§ Belge Alıntısı
24 Mart 2020 08:03

"Terörle Mücadele Kanunu ve Türk Ceza Kanunu tartışılmadan infaz düzenlemesi olmaz"

İHD Eş Genel Başkanı Öztürk Türkdoğan, Ceza Muhakemesi Kanunu, Terörle Mücadele Kanunu ve Türk Ceza Kanunu tartışılmadan infaz düzenlemesi yapılmasının mümkün olmadığını söyledi.

Öztürk Türkdoğan | Fotoğraf: MA

Paylaş

Berivan ALTAN

Ceza Muhakemesi Kanunu (CMK), Terörle Mücadele Kanunu (TMK) ve Türk Ceza Kanunu (CMK) tartışılmadan infaz düzenlemesinin yapılmasının mümkün olmadığını söyleyen İHD Eş Genel Başkanı Öztürk Türkdoğan, “Siyasetçiler ve gazeteciler hapiste kalmaya devam edecekse, bunu Türkiye’ye anlatamazsınız” dedi.

§ Görev 1
Kayıtlarda "light fixture in" ifadesini içeren satırla başlayıp kayıtların sonuyla biten bölümü yeniden yaz. Bu bölümde "ceiling fan" yerine "wall" koy, başka hiçbir şeye dokunma.

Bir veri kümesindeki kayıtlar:
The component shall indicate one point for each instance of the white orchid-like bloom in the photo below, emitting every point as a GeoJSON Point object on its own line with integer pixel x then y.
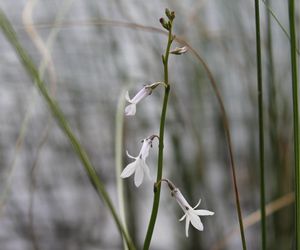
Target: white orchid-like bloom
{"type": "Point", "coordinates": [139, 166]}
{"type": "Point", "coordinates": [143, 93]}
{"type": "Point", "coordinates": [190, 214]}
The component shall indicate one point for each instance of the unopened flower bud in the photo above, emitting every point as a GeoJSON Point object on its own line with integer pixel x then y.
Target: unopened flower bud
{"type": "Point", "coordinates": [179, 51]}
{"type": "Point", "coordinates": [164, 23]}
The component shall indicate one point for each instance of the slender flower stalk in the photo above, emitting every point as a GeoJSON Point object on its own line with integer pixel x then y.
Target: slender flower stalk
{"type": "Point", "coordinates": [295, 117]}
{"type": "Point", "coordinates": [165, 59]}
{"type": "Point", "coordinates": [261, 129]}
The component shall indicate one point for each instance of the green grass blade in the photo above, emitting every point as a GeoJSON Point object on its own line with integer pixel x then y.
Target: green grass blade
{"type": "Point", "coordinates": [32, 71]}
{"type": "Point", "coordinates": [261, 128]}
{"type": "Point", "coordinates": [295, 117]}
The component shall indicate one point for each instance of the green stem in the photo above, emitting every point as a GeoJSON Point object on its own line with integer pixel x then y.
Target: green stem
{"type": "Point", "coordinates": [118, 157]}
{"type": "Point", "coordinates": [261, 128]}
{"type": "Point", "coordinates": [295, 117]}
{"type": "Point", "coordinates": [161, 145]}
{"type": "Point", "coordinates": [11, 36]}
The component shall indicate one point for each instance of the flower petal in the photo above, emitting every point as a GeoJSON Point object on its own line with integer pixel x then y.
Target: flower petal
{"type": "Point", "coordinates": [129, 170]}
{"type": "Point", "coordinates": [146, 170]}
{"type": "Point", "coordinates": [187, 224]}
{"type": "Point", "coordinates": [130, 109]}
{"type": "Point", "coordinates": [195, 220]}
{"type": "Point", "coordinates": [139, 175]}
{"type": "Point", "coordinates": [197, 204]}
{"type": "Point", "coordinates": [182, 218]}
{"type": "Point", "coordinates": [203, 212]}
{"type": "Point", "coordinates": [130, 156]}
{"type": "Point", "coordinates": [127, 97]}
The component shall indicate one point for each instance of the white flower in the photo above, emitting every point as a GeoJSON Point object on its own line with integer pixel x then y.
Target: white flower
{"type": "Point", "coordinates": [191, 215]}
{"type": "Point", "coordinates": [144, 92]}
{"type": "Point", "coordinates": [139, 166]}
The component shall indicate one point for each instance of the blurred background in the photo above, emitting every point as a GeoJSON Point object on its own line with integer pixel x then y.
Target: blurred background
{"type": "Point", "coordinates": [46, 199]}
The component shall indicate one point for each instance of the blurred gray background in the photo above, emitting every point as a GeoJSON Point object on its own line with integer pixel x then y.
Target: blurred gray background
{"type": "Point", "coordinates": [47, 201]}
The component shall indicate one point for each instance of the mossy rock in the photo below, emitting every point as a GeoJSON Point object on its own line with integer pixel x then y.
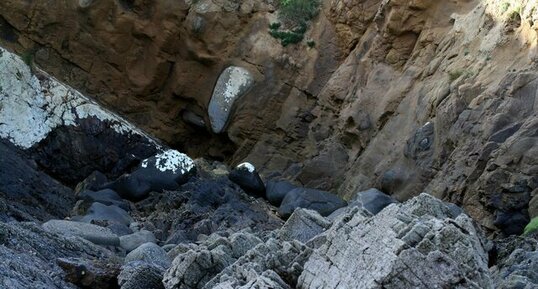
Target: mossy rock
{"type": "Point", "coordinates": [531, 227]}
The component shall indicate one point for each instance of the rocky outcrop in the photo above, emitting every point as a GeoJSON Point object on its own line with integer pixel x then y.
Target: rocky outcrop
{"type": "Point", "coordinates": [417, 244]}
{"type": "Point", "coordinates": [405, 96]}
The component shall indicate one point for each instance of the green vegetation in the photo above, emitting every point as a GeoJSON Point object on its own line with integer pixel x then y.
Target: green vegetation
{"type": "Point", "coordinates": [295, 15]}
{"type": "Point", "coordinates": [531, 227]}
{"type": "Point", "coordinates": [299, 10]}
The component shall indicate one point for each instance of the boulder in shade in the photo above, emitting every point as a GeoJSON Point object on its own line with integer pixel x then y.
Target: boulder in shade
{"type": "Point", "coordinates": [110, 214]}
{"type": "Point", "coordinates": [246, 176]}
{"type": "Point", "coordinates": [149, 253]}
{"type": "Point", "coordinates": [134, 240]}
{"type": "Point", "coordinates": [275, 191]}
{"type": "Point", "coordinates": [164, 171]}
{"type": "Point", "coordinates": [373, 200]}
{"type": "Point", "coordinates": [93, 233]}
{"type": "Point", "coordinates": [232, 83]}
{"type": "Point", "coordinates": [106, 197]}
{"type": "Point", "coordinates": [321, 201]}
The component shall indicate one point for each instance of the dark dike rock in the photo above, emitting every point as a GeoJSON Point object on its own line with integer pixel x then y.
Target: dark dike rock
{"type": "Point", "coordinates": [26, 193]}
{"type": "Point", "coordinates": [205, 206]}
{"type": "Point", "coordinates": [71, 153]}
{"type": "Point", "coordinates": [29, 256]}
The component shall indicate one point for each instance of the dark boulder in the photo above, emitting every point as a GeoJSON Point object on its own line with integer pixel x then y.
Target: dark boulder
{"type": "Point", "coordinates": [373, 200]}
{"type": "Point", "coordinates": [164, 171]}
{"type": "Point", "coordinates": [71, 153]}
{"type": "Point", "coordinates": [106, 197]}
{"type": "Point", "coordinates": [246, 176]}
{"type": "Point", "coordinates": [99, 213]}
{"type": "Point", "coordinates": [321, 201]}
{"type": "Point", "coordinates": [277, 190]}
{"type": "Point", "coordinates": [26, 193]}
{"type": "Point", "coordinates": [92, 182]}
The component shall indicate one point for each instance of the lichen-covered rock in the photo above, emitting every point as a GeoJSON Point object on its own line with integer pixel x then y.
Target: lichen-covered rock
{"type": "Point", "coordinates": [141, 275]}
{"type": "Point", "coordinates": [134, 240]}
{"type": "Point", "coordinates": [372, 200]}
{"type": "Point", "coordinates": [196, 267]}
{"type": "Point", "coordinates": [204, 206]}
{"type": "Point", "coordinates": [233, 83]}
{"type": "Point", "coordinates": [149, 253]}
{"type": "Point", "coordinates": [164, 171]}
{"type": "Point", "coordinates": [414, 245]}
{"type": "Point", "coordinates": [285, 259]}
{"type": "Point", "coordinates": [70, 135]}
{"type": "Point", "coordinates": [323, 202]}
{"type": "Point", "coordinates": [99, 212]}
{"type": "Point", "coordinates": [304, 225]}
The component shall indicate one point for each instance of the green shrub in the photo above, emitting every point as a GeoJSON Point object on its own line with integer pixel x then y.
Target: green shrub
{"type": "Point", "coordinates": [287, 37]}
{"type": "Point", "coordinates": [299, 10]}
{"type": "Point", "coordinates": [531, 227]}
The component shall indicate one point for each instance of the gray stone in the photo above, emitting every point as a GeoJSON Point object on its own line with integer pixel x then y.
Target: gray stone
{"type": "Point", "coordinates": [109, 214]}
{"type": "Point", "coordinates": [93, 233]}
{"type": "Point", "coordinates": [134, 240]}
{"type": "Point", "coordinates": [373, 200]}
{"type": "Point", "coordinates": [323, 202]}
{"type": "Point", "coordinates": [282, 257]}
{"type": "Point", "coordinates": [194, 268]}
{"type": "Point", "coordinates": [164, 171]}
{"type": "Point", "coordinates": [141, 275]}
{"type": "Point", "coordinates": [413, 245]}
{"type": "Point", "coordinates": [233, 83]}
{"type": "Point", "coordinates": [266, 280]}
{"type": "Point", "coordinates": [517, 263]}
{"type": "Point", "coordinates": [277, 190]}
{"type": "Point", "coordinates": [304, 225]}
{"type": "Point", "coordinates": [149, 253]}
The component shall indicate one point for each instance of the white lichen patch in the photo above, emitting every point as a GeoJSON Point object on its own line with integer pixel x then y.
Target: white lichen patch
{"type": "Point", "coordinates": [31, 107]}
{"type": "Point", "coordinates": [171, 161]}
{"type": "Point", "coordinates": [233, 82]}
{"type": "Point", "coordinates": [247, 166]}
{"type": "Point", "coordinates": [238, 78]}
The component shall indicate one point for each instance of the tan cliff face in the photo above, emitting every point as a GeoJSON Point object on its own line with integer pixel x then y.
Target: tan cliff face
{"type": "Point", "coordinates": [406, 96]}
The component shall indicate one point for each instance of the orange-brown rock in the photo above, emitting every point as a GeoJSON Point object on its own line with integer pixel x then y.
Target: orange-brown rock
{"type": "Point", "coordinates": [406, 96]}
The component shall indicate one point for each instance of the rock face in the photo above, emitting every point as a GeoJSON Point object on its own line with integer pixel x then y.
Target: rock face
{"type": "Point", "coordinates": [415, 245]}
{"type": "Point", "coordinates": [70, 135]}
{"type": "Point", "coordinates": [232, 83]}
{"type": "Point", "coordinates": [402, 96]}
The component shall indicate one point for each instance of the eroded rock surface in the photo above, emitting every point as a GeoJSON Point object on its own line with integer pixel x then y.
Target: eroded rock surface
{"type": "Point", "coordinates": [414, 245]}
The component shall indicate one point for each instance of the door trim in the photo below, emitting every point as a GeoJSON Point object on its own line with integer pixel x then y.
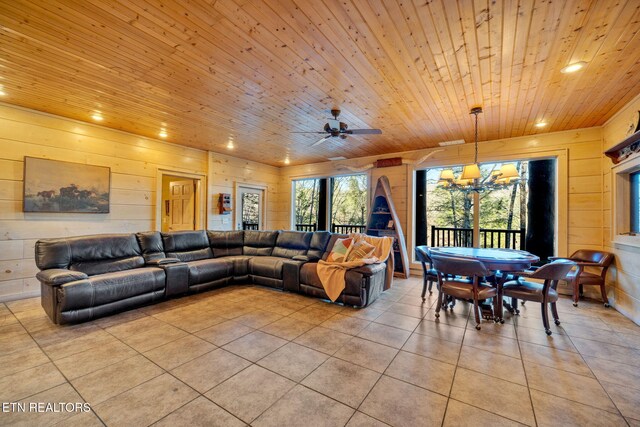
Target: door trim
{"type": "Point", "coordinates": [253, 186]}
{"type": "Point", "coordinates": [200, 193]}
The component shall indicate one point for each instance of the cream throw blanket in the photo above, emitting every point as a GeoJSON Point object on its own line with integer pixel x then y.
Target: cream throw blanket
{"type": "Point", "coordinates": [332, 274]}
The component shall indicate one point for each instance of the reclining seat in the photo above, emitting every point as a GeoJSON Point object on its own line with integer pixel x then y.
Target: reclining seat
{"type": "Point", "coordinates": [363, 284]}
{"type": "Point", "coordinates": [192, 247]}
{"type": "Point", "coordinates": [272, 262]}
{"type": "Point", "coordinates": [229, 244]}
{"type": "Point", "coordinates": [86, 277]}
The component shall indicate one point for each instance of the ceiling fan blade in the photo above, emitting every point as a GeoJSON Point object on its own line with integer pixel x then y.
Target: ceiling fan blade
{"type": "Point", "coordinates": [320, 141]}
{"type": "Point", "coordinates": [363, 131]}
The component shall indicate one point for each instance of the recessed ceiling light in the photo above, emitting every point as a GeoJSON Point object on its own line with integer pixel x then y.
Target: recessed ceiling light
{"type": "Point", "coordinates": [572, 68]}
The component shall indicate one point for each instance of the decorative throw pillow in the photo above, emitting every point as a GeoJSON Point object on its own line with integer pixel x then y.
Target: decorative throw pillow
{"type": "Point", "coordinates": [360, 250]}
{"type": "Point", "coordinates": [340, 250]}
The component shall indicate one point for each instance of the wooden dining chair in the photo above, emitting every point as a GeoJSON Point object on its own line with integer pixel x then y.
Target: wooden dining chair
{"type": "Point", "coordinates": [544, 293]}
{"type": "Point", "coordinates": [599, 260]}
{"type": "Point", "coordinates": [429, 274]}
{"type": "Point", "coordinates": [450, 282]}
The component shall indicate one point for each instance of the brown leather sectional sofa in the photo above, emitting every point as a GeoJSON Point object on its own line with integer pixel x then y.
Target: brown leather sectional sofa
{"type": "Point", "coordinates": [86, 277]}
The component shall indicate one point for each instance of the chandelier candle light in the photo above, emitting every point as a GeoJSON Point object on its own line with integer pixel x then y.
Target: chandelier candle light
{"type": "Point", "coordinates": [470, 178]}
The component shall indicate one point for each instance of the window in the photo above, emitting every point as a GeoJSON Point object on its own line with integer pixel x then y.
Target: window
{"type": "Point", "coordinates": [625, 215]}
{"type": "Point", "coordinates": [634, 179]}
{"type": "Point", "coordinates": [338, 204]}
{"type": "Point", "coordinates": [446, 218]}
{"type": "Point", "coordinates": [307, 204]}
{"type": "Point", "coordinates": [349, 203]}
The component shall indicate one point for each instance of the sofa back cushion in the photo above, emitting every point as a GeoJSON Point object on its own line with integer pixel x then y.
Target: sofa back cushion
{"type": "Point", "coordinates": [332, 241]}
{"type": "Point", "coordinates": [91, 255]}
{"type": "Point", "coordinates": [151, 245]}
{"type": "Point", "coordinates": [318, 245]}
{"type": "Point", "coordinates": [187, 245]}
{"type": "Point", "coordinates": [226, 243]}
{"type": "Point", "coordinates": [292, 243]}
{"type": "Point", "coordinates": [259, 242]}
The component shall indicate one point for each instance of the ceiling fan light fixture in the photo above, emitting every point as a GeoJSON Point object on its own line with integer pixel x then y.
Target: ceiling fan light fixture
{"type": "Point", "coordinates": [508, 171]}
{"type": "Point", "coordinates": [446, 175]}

§ Görev 2
İnfaz düzenlemesi üzerine olan haber metnini kaldığı yerden devam ettir.

§ Alıştırma Cevabı 1
The component shall indicate one point for each instance of the wall light fixture in the photo above, emitting every point as a GeoJSON Point object on its own line with integer pixel x then y.
Target: wall light fixture
{"type": "Point", "coordinates": [508, 171]}
{"type": "Point", "coordinates": [446, 175]}

§ Alıştırma Cevabı 2
Türkiye'de yeni tip koronavirüs (Kovid-19) salgınına dair bir dizi önlemler alınırken, doluluk oranı ve hijyen koşulları uygun olmayan cezaevleri de en riskli alanların başında geliyor. Salgının yayılmasıyla birlikte kamuoyunda artan endişeler ve yükselen tepkiler üzerine hükümet, infaz düzenlemesinin yer aldığı 3'üncü Yargı Paketi’nin bu hafta TBMM'ye sunacağını açıkladı. Ancak infaz yasasında değişikliği öngören pakette, siyasi tutukluların kapsam dışı bırakıldığı ileri sürüldü.

İnsan Hakları Derneği (İHD) Eş Genel Başkanı ve hukukçu Öztürk Türkdoğan, 3. Yargı Paketi ve salgınla birlikte yeni bir riskle karşı karşıya kalan hasta tutukluların durumuna ilişkin Mezopotamya Ajansına değerlendirmelerde bulundu.

"MAHKEMELER TUTUKLULARIN DOSYALARINI YASAL DÜZENLEME BEKLEMEDEN DEĞERLENDİRMELİ"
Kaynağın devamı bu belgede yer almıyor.